Point labeling dataset excerpts:
** START **

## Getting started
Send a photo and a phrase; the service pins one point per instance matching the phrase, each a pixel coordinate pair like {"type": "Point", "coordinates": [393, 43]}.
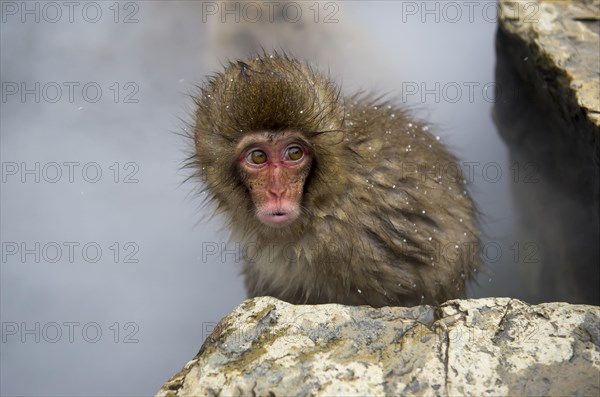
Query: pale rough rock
{"type": "Point", "coordinates": [564, 36]}
{"type": "Point", "coordinates": [485, 347]}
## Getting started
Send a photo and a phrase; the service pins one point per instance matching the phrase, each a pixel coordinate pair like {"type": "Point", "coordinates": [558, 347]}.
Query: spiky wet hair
{"type": "Point", "coordinates": [274, 93]}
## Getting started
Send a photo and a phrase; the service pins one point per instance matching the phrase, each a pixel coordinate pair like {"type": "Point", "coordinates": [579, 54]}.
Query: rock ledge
{"type": "Point", "coordinates": [493, 346]}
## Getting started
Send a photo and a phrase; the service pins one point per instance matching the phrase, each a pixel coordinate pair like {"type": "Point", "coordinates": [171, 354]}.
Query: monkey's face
{"type": "Point", "coordinates": [274, 167]}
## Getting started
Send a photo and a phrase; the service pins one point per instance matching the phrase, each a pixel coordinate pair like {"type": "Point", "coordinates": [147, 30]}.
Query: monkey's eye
{"type": "Point", "coordinates": [257, 157]}
{"type": "Point", "coordinates": [295, 153]}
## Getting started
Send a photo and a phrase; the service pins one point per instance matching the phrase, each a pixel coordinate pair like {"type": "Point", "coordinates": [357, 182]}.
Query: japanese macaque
{"type": "Point", "coordinates": [333, 199]}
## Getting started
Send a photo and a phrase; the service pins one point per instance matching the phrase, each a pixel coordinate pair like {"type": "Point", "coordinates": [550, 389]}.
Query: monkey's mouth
{"type": "Point", "coordinates": [277, 218]}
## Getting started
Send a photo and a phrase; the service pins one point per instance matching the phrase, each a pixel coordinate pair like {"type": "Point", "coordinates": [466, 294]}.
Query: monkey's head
{"type": "Point", "coordinates": [267, 132]}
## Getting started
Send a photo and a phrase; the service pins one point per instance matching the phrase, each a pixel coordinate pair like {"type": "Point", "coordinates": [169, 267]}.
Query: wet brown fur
{"type": "Point", "coordinates": [372, 230]}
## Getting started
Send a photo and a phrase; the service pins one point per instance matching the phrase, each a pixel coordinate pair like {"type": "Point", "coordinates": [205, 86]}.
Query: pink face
{"type": "Point", "coordinates": [275, 167]}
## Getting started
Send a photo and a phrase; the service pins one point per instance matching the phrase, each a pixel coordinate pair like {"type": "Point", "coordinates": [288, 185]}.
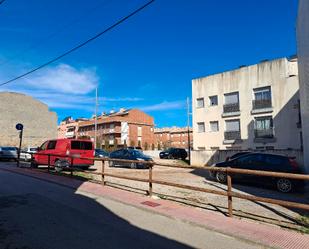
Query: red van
{"type": "Point", "coordinates": [62, 151]}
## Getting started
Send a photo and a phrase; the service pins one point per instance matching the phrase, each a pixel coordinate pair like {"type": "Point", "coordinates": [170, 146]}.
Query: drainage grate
{"type": "Point", "coordinates": [150, 204]}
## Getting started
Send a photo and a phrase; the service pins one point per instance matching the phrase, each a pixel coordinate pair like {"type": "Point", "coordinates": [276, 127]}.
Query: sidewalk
{"type": "Point", "coordinates": [258, 233]}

** END **

= What is expected =
Can you repeat every record above exactly, apart from the pictures?

= Output for this task =
## Getting started
Send a photo and a phrase; the service pins one point per instance matching the phrase, each a pixel coordinate pair like {"type": "Point", "coordinates": [393, 43]}.
Query: pale rough rock
{"type": "Point", "coordinates": [564, 36]}
{"type": "Point", "coordinates": [485, 347]}
## Getting started
Send a photo and a phrase; the service pins one point per instance matching the phrase, each a pixel coordinate pair like {"type": "Point", "coordinates": [558, 347]}.
Query: spiky wet hair
{"type": "Point", "coordinates": [274, 93]}
## Getting started
Send a photo and a phrase; the service pins one point per instance matching the phrase, each a pixel coordinate pair like {"type": "Point", "coordinates": [579, 54]}.
Query: rock ledge
{"type": "Point", "coordinates": [493, 346]}
## Getting started
Send a photo and a phrase; the service pins one point per instance matching the phrase, each a pixel coordinate pair like {"type": "Point", "coordinates": [171, 354]}.
Query: monkey's face
{"type": "Point", "coordinates": [274, 167]}
## Getting started
Send a photo and a phrase; the service pins one point per instance matching the phrase, each a pixel coordinate pair like {"type": "Point", "coordinates": [147, 30]}.
Query: monkey's eye
{"type": "Point", "coordinates": [257, 157]}
{"type": "Point", "coordinates": [295, 153]}
## Getting started
Send a photo and a phrase; the service pins one point per instance matching the phrase, each a pixel coordinate pair like {"type": "Point", "coordinates": [357, 182]}.
Query: japanese macaque
{"type": "Point", "coordinates": [333, 199]}
## Getting started
Send a photo and a phrase; the service pins one point per instance matching the phrase, each a pixel coordinate pair like {"type": "Point", "coordinates": [550, 389]}.
Query: monkey's mouth
{"type": "Point", "coordinates": [277, 218]}
## Getting started
Send a photo and a phrase; the service pins one point per instance matching the phrase, each a pixel coordinate pair like {"type": "Point", "coordinates": [466, 294]}.
Query: monkey's head
{"type": "Point", "coordinates": [267, 132]}
## Getting started
Send a photo and a phrase; the service pins one point per instance matching the phrase, each a pixel coordinate pair like {"type": "Point", "coordinates": [169, 267]}.
Query: wet brown fur
{"type": "Point", "coordinates": [372, 230]}
## Getting started
Send a photo and a phrase; the service pins one point per instance matching the phrase, each a pixel coordinate pair like {"type": "Point", "coordinates": [205, 86]}.
Query: pink face
{"type": "Point", "coordinates": [275, 167]}
## Getting started
Send a photo and a phrase; the service pins one point per instance matching the phrase, each a pixel coordinate pair like {"type": "Point", "coordinates": [288, 185]}.
Query: red van
{"type": "Point", "coordinates": [62, 151]}
## Getting started
Send a photo and a phrase; the service pins one point per instance matching the phrase, each a pixel coordinate pair like {"type": "Point", "coordinates": [170, 146]}.
Query: drainage grate
{"type": "Point", "coordinates": [150, 204]}
## Getting started
Send a photo and a phrase; the service pins one point per instance matching the phrase, each a pixel coordinate pair like {"type": "Point", "coordinates": [276, 127]}.
Query: sidewalk
{"type": "Point", "coordinates": [258, 233]}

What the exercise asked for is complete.